>> start

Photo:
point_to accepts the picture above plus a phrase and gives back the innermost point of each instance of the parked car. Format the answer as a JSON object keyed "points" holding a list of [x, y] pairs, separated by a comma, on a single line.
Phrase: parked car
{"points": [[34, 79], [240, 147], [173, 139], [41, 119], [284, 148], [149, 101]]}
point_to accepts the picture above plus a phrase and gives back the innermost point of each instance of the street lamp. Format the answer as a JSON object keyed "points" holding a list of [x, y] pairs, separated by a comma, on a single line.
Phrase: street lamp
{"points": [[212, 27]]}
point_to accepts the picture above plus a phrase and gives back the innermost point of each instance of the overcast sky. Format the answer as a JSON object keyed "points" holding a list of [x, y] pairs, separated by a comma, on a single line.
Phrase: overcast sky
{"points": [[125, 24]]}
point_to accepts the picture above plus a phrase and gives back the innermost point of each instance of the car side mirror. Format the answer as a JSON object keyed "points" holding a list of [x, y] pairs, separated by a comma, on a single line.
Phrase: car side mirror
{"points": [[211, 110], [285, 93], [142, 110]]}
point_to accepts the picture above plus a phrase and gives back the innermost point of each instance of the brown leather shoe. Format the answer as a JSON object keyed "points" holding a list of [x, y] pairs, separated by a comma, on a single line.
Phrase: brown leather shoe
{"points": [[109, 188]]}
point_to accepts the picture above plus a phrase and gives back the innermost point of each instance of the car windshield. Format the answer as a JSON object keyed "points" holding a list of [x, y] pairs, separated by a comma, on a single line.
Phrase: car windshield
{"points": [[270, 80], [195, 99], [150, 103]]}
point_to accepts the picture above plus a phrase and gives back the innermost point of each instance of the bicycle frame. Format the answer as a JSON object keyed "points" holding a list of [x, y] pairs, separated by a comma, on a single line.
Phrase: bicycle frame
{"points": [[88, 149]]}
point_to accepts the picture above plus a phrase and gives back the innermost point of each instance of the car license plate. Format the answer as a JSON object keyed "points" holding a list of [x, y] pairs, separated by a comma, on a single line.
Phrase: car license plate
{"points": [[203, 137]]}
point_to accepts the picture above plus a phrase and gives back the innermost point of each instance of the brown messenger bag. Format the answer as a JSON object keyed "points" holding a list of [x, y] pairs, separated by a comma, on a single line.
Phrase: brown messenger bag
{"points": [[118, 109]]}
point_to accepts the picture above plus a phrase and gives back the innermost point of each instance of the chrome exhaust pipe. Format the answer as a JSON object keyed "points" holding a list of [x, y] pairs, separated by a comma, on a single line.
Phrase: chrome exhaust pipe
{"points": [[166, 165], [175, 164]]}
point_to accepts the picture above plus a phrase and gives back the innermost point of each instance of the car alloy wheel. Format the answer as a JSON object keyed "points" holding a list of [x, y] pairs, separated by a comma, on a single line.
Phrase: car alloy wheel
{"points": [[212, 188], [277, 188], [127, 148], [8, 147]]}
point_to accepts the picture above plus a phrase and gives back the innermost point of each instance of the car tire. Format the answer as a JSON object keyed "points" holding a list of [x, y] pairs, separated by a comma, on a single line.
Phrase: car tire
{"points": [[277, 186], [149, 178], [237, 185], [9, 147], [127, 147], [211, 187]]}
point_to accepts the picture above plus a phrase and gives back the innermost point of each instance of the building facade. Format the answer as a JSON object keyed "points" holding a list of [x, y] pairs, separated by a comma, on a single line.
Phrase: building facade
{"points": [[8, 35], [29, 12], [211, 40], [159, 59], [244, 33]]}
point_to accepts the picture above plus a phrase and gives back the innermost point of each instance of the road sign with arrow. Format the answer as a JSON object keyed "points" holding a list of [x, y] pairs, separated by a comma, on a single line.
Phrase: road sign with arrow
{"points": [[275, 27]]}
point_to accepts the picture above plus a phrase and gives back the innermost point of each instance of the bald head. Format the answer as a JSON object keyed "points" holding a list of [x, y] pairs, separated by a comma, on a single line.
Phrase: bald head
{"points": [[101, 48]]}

>> end

• TASK REQUIREMENTS: Repeat the lines above word for word.

• ANSWER TO THE EXERCISE:
Photo:
point_to accepts the picture above plus a phrase and gives back the innermost point of each instance of the parked car. Format the answer as a JSON object keyed "points" holding a list of [x, y] pairs, separated by a comma, on a single line.
Phrase: parked car
{"points": [[34, 79], [240, 147], [173, 139], [41, 119], [284, 148], [149, 101]]}
point_to accepts the picture above plus a phrase and gives back the innermost point of each instance of the street lamp. Format the answer as a JSON object keyed "points" holding a list of [x, y] pairs, separated by a comma, on a single line.
Phrase: street lamp
{"points": [[212, 27]]}
point_to accepts the picture above plus a phrase and gives back the innermost point of each instance of the overcast sky. Format the answer as a JSON object keyed "points" holding a list of [x, y] pairs, separated by a comma, on a single line.
Phrase: overcast sky
{"points": [[125, 24]]}
point_to accepts the picture above plus a phrase and gives back the innermost point of each instance of the car side mirror. Format the answer as a JSON object keyed "points" holding a list of [x, y] pairs, separated by a comma, on a single line.
Phrase: car side mirror
{"points": [[211, 110], [285, 93], [142, 110]]}
point_to accepts the picture above plus a phrase and gives back the innermost point of each instance of the brown leather shoe. Format the answer as a JSON object keyed "points" holding a list of [x, y] pairs, separated by a comma, on a single line.
Phrase: brown leather shoe
{"points": [[109, 188]]}
point_to accepts the picture above plus a phrase and gives back the innermost point of each instance of the car windshield. Format the answer as a JSON object keyed "points" holding a list of [x, y] pairs, separated by a comma, on a single line.
Phrase: car windshield
{"points": [[270, 80], [195, 99], [150, 103]]}
point_to accepts the picture above plus a phrase and gives back the innermost point of each instance of the bicycle frame. Format the answer as a JSON object keyed "points" holding a list of [x, y] pairs, separated by a comma, on a single line.
Phrase: bicycle frame
{"points": [[88, 149]]}
point_to accepts the picture above plus a phrase and gives back the innermost point of each instance of the car license plate. Format the answer as a JSON object keyed "points" holding a list of [x, y] pairs, separated by a comma, on a single line.
Phrase: car license plate
{"points": [[203, 137]]}
point_to accepts the picture above plus a phrase and gives back the innermost point of each instance of the brown messenger bag. Format the answer as a JSON object keyed "points" holding a list of [x, y] pairs, separated by a comma, on a single line.
Phrase: brown messenger bag
{"points": [[118, 109]]}
point_to accepts the picture above plus a phrase and gives back the innermost point of each instance of the chrome exhaust pipe. Format the answer as a JSON object keyed "points" holding a list of [x, y] pairs, separated by a comma, on a single line.
Phrase: chrome exhaust pipe
{"points": [[166, 165], [175, 164]]}
point_to accepts the picture above plus a phrase and gives back the innermost point of each instance of the car alloy wheel. Format the answer as a JSON object keyed "points" holding a list of [x, y] pairs, separated by a comma, on a single line.
Phrase: car alloy wheel
{"points": [[212, 188], [277, 188], [127, 148], [8, 147]]}
point_to accepts the picture above plus a phrase and gives back the innermost point of each instance of the car tire. Format the answer as a JSON object keyed "points" holding a list of [x, y] pairs, separated by a comma, on a single line.
Phrase: car tire
{"points": [[277, 186], [149, 178], [237, 185], [9, 147], [127, 147], [211, 187]]}
point_to accepts the picture above plus a phrase and gives back the innermost point of each instance of the building facade. Format the answer as a JSON object keyed "points" holding a list of [x, y] pairs, separated by a comma, on a single line.
Phrase: building facade
{"points": [[8, 35], [29, 12], [211, 40], [159, 59], [244, 33]]}
point_to accepts the picture above plus a phrase and gives back the innermost point of each instance of the road sign with arrow. Format the answer as a JSON object keyed "points" holding a list of [x, y] pairs, separated by a comma, on a single line.
Phrase: road sign with arrow
{"points": [[275, 27]]}
point_to accepts the picture above plus a phrase and gives back the innermost point of each instance of the bald head. Format the answer as a JSON object keyed "points" holding a list of [x, y] pairs, separated by a comma, on a single line.
Phrase: bald head
{"points": [[101, 48]]}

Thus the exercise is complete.